Records for processing START

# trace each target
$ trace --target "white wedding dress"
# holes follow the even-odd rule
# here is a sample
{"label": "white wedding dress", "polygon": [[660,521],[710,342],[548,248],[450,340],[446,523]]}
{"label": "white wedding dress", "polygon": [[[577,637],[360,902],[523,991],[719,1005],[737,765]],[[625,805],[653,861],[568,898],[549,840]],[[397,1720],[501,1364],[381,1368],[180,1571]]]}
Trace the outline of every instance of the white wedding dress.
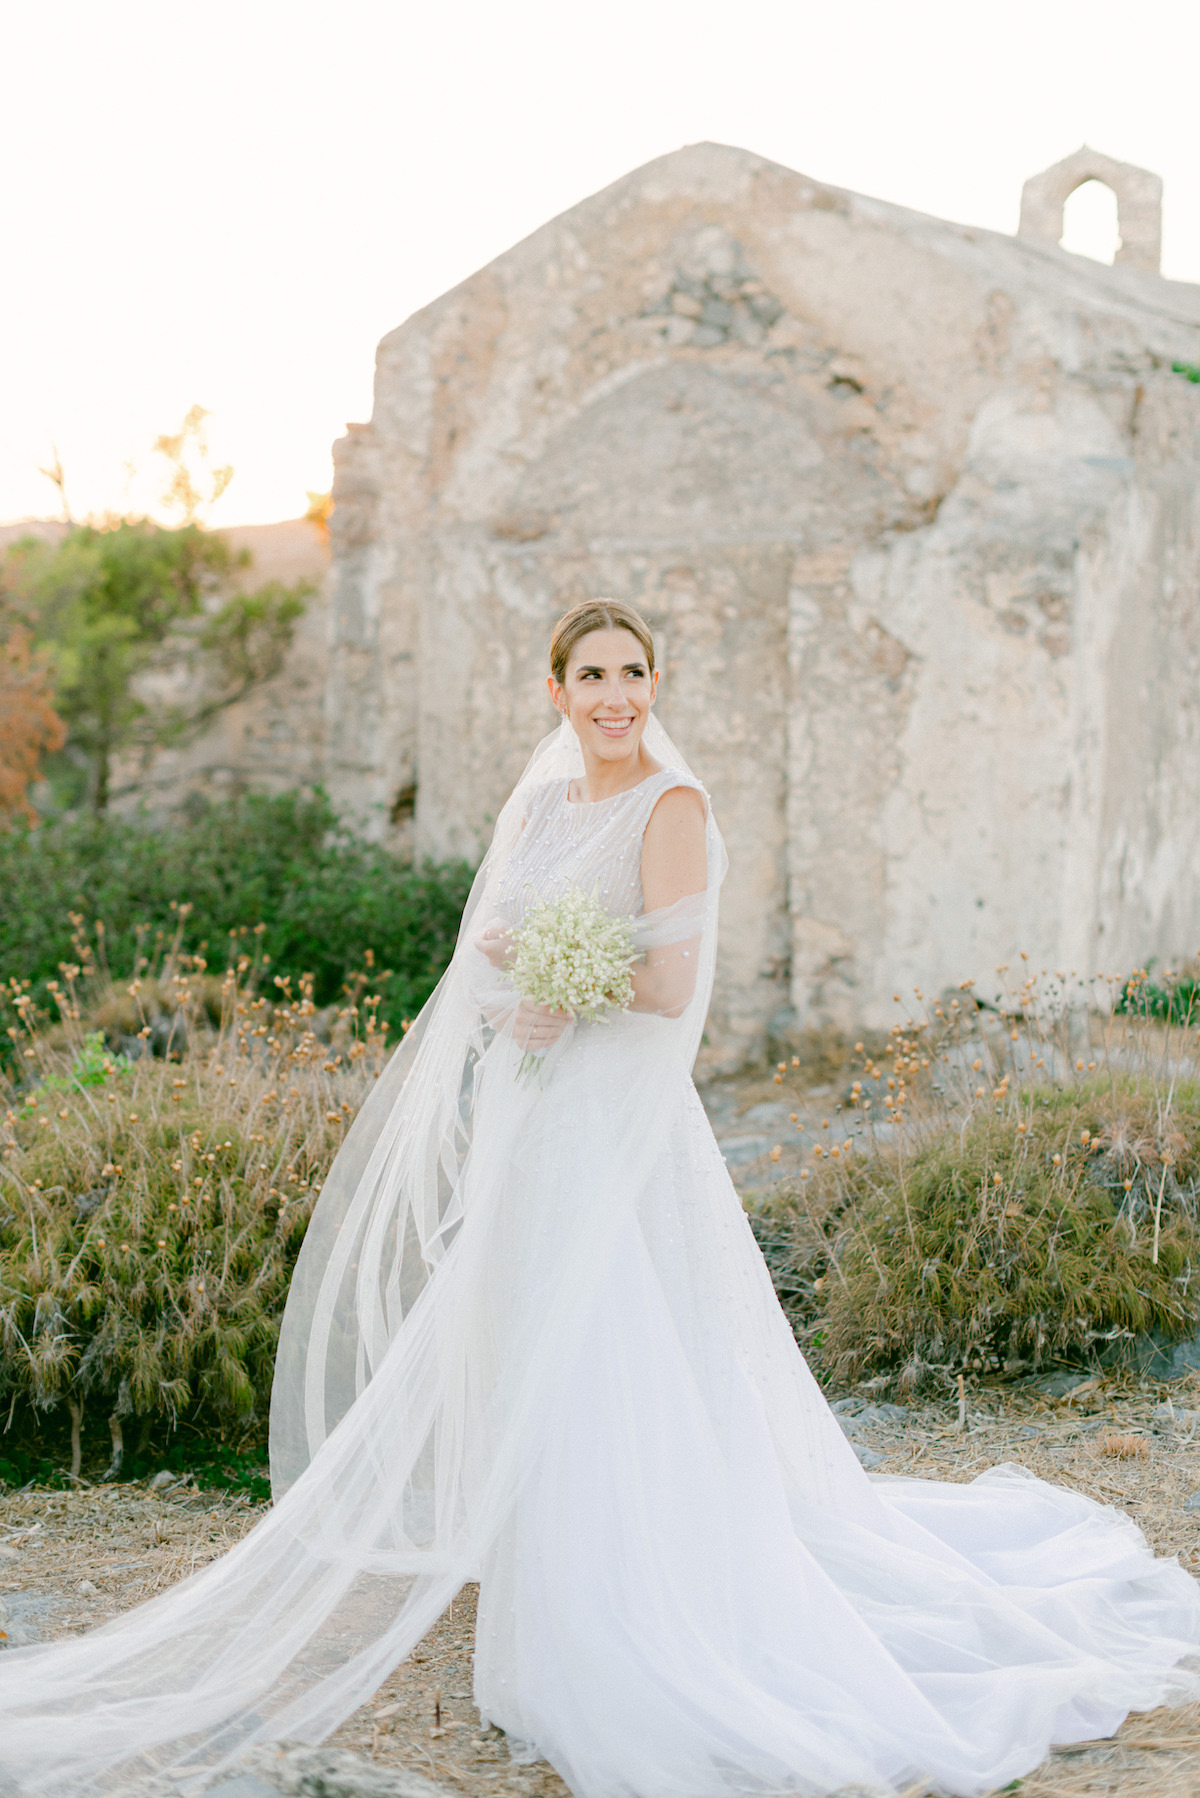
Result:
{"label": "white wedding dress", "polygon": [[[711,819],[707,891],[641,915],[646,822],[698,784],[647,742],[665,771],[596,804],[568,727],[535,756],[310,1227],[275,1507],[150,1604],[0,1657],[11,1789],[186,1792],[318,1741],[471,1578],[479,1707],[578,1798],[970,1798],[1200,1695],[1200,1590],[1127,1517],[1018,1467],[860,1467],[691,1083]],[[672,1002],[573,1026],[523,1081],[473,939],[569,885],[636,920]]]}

Records for processing END

▸ Action item
Would you please repeat each record exactly? Leave the pictures out.

▸ Response to the exercise
# trace each target
$ trace --target "white wedding dress"
# holes follow the even-odd rule
# here is a sample
{"label": "white wedding dress", "polygon": [[660,521],[710,342],[548,248],[450,340],[446,523]]}
{"label": "white wedding dress", "polygon": [[[577,637],[360,902],[523,991],[719,1005],[737,765]],[[625,805],[653,861],[568,898],[549,840]],[[397,1720],[501,1364],[381,1368],[180,1571]]]}
Trace the outline of every instance of the white wedding dress.
Result:
{"label": "white wedding dress", "polygon": [[[711,819],[707,891],[641,915],[646,822],[698,784],[647,742],[665,771],[596,804],[568,727],[535,756],[310,1227],[275,1507],[150,1604],[0,1657],[11,1789],[186,1792],[318,1741],[471,1578],[479,1707],[578,1798],[970,1798],[1200,1695],[1200,1590],[1127,1517],[1018,1467],[860,1467],[691,1083]],[[672,1002],[573,1026],[523,1081],[473,939],[569,885],[636,920]]]}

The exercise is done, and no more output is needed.